** start of Data to use **

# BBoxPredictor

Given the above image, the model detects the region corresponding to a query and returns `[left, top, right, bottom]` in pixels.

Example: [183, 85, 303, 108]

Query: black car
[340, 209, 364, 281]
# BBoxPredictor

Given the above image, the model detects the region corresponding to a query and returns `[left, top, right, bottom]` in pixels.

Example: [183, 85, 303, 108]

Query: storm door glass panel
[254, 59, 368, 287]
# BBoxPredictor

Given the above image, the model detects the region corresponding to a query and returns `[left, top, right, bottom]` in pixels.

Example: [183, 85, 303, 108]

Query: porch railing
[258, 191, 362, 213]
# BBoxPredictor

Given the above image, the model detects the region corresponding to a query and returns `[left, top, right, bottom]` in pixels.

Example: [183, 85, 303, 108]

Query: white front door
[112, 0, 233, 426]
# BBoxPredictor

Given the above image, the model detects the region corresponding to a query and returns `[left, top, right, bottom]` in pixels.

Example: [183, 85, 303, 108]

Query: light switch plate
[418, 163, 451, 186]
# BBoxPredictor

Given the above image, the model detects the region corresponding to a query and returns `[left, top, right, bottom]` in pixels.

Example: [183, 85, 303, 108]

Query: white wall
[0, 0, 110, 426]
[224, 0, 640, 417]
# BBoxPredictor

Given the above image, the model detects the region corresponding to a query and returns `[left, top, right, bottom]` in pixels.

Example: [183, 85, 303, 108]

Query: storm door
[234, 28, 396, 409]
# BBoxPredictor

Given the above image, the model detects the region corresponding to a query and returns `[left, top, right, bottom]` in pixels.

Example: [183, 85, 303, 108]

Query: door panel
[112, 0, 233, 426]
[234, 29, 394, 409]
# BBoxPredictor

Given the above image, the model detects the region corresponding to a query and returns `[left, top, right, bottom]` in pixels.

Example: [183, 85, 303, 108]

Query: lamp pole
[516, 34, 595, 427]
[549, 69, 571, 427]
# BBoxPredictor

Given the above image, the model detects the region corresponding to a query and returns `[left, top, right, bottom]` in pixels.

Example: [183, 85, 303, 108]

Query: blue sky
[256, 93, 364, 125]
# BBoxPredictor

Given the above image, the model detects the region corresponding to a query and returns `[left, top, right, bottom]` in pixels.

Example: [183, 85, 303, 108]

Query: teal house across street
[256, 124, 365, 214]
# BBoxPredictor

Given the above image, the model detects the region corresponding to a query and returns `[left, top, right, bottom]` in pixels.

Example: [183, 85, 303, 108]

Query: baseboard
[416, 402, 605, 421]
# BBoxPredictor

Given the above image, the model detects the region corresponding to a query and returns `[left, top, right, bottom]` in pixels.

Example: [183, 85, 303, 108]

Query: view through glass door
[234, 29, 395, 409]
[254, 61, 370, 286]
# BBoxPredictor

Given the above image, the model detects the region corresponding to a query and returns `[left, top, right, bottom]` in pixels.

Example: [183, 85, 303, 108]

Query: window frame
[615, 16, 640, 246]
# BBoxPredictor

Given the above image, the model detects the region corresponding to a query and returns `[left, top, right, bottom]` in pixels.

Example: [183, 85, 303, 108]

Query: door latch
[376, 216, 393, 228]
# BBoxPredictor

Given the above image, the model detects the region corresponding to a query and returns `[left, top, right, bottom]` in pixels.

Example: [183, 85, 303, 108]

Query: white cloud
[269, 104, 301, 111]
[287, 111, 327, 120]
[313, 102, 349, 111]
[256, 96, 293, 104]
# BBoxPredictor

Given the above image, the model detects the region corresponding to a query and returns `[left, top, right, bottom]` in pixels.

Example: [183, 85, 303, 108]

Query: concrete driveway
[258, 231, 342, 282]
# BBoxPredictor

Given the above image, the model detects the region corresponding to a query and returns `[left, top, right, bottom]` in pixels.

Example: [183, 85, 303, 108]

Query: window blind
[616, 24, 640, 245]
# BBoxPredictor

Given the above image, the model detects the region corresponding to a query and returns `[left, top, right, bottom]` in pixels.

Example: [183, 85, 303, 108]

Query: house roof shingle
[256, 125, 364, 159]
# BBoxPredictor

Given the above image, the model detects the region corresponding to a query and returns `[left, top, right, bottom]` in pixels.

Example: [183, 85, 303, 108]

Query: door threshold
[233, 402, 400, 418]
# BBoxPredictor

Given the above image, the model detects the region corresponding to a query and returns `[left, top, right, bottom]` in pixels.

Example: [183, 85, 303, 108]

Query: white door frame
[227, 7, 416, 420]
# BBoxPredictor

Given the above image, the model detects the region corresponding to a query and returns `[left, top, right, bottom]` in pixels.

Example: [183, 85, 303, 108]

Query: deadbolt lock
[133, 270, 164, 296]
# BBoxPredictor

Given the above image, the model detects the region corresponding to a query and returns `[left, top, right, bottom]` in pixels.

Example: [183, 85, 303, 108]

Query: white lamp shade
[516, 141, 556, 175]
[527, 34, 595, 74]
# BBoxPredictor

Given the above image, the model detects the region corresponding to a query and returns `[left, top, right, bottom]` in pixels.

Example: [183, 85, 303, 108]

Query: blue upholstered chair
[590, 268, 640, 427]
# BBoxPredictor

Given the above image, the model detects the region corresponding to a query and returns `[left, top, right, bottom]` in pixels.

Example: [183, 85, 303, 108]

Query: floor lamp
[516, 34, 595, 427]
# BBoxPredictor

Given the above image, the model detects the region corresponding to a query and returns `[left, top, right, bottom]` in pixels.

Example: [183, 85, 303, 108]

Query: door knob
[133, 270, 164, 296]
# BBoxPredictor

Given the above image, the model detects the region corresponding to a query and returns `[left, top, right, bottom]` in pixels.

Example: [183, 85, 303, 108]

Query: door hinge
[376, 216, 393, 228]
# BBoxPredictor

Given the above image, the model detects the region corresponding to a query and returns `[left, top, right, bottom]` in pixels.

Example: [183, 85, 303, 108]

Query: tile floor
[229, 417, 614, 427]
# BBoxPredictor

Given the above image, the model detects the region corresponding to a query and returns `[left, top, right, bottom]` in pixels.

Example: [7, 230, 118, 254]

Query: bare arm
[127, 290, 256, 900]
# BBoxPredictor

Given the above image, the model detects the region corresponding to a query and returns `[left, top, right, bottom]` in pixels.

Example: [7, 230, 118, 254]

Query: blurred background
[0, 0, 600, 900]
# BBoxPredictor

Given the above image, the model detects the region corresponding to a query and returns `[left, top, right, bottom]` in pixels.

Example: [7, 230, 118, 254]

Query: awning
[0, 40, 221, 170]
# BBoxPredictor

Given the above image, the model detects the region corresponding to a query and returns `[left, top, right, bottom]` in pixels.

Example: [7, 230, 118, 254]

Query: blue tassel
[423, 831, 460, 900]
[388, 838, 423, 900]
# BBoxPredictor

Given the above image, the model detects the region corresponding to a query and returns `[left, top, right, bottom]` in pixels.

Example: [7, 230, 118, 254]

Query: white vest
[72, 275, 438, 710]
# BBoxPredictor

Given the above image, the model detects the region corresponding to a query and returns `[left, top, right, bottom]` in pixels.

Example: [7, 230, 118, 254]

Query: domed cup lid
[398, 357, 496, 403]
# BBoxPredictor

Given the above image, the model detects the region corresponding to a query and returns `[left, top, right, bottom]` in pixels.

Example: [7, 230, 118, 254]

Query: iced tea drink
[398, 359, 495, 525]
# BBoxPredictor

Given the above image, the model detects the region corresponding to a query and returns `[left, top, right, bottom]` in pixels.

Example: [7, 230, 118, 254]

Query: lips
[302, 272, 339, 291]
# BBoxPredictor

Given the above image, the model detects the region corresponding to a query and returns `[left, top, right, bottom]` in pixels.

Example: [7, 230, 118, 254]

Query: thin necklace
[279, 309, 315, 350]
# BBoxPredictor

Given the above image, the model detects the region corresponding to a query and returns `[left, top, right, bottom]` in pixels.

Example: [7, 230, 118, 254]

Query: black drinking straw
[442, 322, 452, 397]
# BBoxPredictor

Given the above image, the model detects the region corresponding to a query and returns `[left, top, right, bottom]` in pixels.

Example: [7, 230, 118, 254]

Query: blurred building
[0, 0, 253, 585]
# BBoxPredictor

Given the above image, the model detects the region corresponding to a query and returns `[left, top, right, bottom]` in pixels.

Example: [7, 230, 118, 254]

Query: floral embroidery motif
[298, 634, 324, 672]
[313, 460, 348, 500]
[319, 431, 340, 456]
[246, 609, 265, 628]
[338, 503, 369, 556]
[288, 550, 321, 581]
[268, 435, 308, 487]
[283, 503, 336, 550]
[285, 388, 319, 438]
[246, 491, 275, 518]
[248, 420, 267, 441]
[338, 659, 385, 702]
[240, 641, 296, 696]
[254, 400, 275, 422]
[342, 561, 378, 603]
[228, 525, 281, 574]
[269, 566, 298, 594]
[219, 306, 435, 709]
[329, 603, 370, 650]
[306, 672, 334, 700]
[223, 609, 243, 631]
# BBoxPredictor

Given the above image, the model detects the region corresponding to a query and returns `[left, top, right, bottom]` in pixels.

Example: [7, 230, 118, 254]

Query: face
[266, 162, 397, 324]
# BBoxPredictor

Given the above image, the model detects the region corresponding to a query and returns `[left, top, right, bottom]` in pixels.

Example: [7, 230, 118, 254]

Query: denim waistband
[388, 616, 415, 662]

** end of Data to use **

What to work on:
Please return each line from the entries above that contains the word "window".

Answer below:
Query: window frame
Query: window blind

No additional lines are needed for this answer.